[Work item]
Exclude the pictures, and otherwise reproduce the data in full.

Start of Provided entries

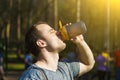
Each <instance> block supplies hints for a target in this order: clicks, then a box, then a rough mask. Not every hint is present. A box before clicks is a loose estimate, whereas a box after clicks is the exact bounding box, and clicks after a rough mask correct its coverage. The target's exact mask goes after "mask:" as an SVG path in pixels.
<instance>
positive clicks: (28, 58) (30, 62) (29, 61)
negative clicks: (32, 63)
mask: <svg viewBox="0 0 120 80" xmlns="http://www.w3.org/2000/svg"><path fill="white" fill-rule="evenodd" d="M25 61H27V62H25V69H27V68H28V67H29V66H30V65H31V64H32V56H31V55H30V54H27V55H25Z"/></svg>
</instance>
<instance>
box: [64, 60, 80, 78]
mask: <svg viewBox="0 0 120 80" xmlns="http://www.w3.org/2000/svg"><path fill="white" fill-rule="evenodd" d="M63 63H65V65H66V66H67V68H68V69H69V72H70V74H71V75H73V77H77V76H78V74H79V72H80V64H79V62H63Z"/></svg>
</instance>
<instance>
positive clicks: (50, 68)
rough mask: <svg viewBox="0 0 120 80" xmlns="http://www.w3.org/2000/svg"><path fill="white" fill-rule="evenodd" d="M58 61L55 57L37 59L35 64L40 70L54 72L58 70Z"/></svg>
mask: <svg viewBox="0 0 120 80" xmlns="http://www.w3.org/2000/svg"><path fill="white" fill-rule="evenodd" d="M58 59H59V58H57V57H55V58H52V57H48V58H43V59H39V60H38V61H37V62H36V63H35V64H36V65H37V66H38V67H40V68H43V69H47V70H51V71H56V70H57V68H58Z"/></svg>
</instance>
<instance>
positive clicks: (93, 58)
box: [71, 35, 95, 76]
mask: <svg viewBox="0 0 120 80" xmlns="http://www.w3.org/2000/svg"><path fill="white" fill-rule="evenodd" d="M71 40H72V41H73V42H74V43H75V44H76V45H77V48H78V52H79V54H78V58H79V60H80V72H79V76H80V75H82V74H84V73H86V72H88V71H90V70H91V69H92V68H93V66H94V63H95V60H94V57H93V53H92V51H91V49H90V48H89V46H88V45H87V43H86V42H85V41H84V39H83V36H82V35H79V36H76V37H75V38H74V39H71Z"/></svg>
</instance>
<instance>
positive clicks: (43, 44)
mask: <svg viewBox="0 0 120 80" xmlns="http://www.w3.org/2000/svg"><path fill="white" fill-rule="evenodd" d="M36 43H37V45H38V46H39V47H45V46H46V42H45V41H44V40H37V42H36Z"/></svg>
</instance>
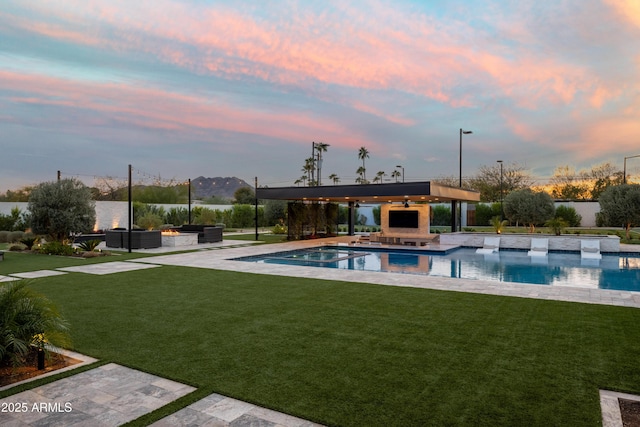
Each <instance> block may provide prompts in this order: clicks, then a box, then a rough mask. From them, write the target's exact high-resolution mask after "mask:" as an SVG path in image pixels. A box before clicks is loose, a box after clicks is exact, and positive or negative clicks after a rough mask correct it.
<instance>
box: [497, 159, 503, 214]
mask: <svg viewBox="0 0 640 427" xmlns="http://www.w3.org/2000/svg"><path fill="white" fill-rule="evenodd" d="M497 162H498V163H500V221H504V210H503V209H502V160H498V161H497Z"/></svg>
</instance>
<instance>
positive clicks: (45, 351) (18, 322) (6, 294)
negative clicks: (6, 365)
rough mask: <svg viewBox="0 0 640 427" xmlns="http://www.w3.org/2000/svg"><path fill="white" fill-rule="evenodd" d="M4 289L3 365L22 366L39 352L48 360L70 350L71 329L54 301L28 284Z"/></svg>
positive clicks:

End of Provided entries

[Answer space]
Each <instance> block supplies hints for a target in this order: clicks, then a box, then a rough mask. Not every hint is present. A box before clicks is a loose estimate, whereas a box after clicks is the exact bounding box, and clicks after a rough mask correct its coverage. The target's exact mask goes after "mask:" as an SVG path in pixels.
<instance>
positive clicks: (28, 58) (30, 62) (29, 61)
negative clicks: (32, 63)
mask: <svg viewBox="0 0 120 80" xmlns="http://www.w3.org/2000/svg"><path fill="white" fill-rule="evenodd" d="M25 61H27V62H25V69H27V68H28V67H29V66H30V65H31V64H32V56H31V55H30V54H27V55H25Z"/></svg>
</instance>
<instance>
box: [64, 60, 80, 78]
mask: <svg viewBox="0 0 120 80" xmlns="http://www.w3.org/2000/svg"><path fill="white" fill-rule="evenodd" d="M63 63H65V65H66V66H67V68H68V69H69V72H70V74H71V75H73V77H77V76H78V74H79V72H80V64H79V62H63Z"/></svg>
</instance>
<instance>
positive clicks: (50, 68)
rough mask: <svg viewBox="0 0 120 80" xmlns="http://www.w3.org/2000/svg"><path fill="white" fill-rule="evenodd" d="M58 61L55 57L37 59L35 64L40 70L54 72L58 70Z"/></svg>
mask: <svg viewBox="0 0 120 80" xmlns="http://www.w3.org/2000/svg"><path fill="white" fill-rule="evenodd" d="M58 59H59V58H57V57H55V58H52V57H48V58H43V59H39V60H38V61H37V62H36V63H35V64H36V65H37V66H38V67H40V68H43V69H47V70H51V71H56V70H57V68H58Z"/></svg>
</instance>
<instance>
positive clicks: (93, 58)
box: [71, 35, 95, 76]
mask: <svg viewBox="0 0 120 80" xmlns="http://www.w3.org/2000/svg"><path fill="white" fill-rule="evenodd" d="M71 40H72V41H73V42H74V43H75V44H76V45H77V48H78V52H79V54H78V58H79V60H80V72H79V76H80V75H82V74H84V73H86V72H88V71H90V70H91V69H92V68H93V66H94V63H95V60H94V57H93V53H92V51H91V49H90V48H89V46H88V45H87V43H86V42H85V41H84V39H83V36H82V35H79V36H76V37H75V38H74V39H71Z"/></svg>
</instance>
<instance>
positive clicks: (43, 44)
mask: <svg viewBox="0 0 120 80" xmlns="http://www.w3.org/2000/svg"><path fill="white" fill-rule="evenodd" d="M36 43H37V45H38V46H39V47H45V46H46V42H45V41H44V40H37V42H36Z"/></svg>
</instance>
Each <instance> block may provide prompts in this order: clicks, then a box, then a rough mask. From them, write the target's exact high-resolution mask after "mask:" as an SVG path in image pixels. A box before clicks is loose, a box after clicks is exact, and positive or negative clicks after a rough mask correct it.
<instance>
box: [497, 159, 503, 214]
mask: <svg viewBox="0 0 640 427" xmlns="http://www.w3.org/2000/svg"><path fill="white" fill-rule="evenodd" d="M497 162H498V163H500V221H504V210H503V209H502V160H498V161H497Z"/></svg>
</instance>
<instance>
positive clicks: (45, 351) (18, 322) (6, 294)
negative clicks: (6, 365)
rough mask: <svg viewBox="0 0 640 427" xmlns="http://www.w3.org/2000/svg"><path fill="white" fill-rule="evenodd" d="M4 289L3 365L22 366L39 352L48 360L70 350L71 329L54 301L28 284Z"/></svg>
positive clicks:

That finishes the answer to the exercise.